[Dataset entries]
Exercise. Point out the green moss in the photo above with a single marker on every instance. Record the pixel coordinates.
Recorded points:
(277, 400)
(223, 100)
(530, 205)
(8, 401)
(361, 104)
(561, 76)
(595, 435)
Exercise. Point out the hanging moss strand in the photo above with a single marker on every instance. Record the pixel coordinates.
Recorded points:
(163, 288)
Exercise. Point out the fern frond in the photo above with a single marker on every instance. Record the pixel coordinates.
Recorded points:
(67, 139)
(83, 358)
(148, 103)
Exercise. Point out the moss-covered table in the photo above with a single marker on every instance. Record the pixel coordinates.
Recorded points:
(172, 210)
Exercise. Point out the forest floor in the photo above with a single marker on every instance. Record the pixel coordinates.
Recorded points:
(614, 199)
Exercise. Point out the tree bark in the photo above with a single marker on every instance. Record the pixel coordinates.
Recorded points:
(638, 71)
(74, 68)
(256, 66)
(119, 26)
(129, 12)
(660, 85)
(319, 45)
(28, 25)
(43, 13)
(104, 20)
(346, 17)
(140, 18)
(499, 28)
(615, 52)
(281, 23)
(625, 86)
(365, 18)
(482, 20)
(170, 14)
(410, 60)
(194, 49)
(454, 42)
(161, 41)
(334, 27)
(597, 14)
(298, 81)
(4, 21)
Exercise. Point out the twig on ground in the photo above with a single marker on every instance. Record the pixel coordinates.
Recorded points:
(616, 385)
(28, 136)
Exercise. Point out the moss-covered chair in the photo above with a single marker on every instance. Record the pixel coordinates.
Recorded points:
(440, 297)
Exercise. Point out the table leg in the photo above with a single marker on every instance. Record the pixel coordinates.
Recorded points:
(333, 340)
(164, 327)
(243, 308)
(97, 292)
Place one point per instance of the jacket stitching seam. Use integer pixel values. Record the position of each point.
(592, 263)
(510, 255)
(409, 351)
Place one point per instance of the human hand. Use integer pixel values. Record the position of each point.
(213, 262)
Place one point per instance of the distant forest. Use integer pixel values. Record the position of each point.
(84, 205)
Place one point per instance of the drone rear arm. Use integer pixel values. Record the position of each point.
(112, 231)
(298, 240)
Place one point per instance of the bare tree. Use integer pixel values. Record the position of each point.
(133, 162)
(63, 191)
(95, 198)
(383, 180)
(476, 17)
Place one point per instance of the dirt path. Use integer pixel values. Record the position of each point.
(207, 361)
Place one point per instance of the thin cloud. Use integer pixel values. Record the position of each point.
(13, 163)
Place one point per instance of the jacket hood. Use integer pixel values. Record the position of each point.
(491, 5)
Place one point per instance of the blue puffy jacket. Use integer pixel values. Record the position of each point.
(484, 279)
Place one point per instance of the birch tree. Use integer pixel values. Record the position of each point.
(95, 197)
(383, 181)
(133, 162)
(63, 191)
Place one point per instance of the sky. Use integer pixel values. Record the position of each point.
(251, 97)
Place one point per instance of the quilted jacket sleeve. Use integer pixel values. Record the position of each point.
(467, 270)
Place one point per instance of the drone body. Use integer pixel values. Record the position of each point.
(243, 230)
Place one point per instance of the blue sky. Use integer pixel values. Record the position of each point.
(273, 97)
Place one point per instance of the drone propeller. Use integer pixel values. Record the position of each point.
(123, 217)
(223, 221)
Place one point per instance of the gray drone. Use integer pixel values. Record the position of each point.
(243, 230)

- _TASK TO COMPLETE_
Every record above must be printed again exactly as it stands.

- _RESULT_
Exercise. Point out the green moss in the photo above with a single marker on every instance. Record the pixel coordinates.
Recorded points:
(277, 400)
(223, 100)
(530, 205)
(8, 401)
(361, 104)
(561, 76)
(595, 435)
Exercise. Point out the hanging moss strand in the photo above with a single marker on every instance. Record the pixel coordinates.
Recorded points:
(163, 288)
Exercise. Point out the fern frond in the photo above with a single marker on every instance. Record the pixel coordinates.
Recorded points:
(67, 139)
(83, 358)
(148, 103)
Exercise. Point out the moss-covered table in the photo above with a single marker on every instance. Record the pixel coordinates.
Recorded points:
(172, 210)
Exercise. Point out the forest floor in the photo above with a single marker on every instance. Record the pixel coordinates.
Recorded points:
(614, 199)
Exercise. Point out the tree bark in the photo above with a single marker on every instance. Record the pixel coordinates.
Recorded points:
(638, 71)
(74, 68)
(256, 66)
(119, 26)
(129, 12)
(660, 85)
(319, 45)
(28, 25)
(43, 13)
(104, 20)
(346, 17)
(140, 18)
(499, 28)
(615, 52)
(281, 23)
(625, 86)
(365, 18)
(482, 20)
(170, 14)
(410, 60)
(194, 49)
(454, 42)
(161, 41)
(334, 27)
(597, 14)
(298, 81)
(4, 21)
Exercise. Point out the twig on ground in the photo above with a single marker on every instance. Record the pixel coordinates.
Recorded points:
(616, 385)
(28, 136)
Exercise. Point out the moss-covered chair in the photo above with a single marker on every instance. Record the pixel coordinates.
Recorded points:
(440, 297)
Exercise. Point out the table leg in the photo above with a single marker on every instance. Record the pixel coordinates.
Recorded points:
(333, 340)
(164, 327)
(243, 308)
(97, 292)
Place one point per instance of the jacket stitching seam. Use integer pixel values. Record the position of each point.
(592, 263)
(510, 255)
(409, 351)
Place one point per instance of the human hand. Use integer pixel values. Record the position of each point.
(213, 262)
Place one point per instance of the distant forest. Use integer pixel values. Record the position of each point.
(84, 205)
Place one point per instance of the drone rear arm. Use integer pixel values. Record the position of each point.
(112, 231)
(298, 240)
Place one point per instance of the bare tree. Use integer pixel values. Record the position of each point.
(133, 162)
(63, 191)
(95, 198)
(383, 180)
(476, 17)
Place one point per instance of the dirt path. Use integer pixel values. Record the position of each point.
(207, 361)
Place one point per instance of the thin cloud. Use integer pixel values. Record the position of each point.
(13, 163)
Place one point per instance of the jacket hood. Use integer pixel values. Record the position of each point.
(491, 5)
Place one point per instance of the blue puffy jacket. Use integer pixel values. Record the position of each point.
(484, 279)
Place one point per instance of the birch tree. Use integer pixel values. Record the position of each point.
(95, 197)
(383, 181)
(133, 162)
(63, 191)
Place one point per instance of the sky. Use integer pixel values. Record the position of each point.
(251, 97)
Place one point per instance of the quilted jacket sleeve. Use integer pixel values. Record the position of each point.
(467, 270)
Place one point per instance of the drone body. Use integer pixel values. Record the position of each point.
(243, 230)
Place one point per instance of the blue sky. Use integer pixel values. Record the position of each point.
(273, 97)
Place one point per instance of the drone propeller. Use integer pixel values. Record the position of each point.
(123, 217)
(223, 221)
Place one point per instance of the gray drone. Use integer pixel values. Record the position of each point.
(243, 230)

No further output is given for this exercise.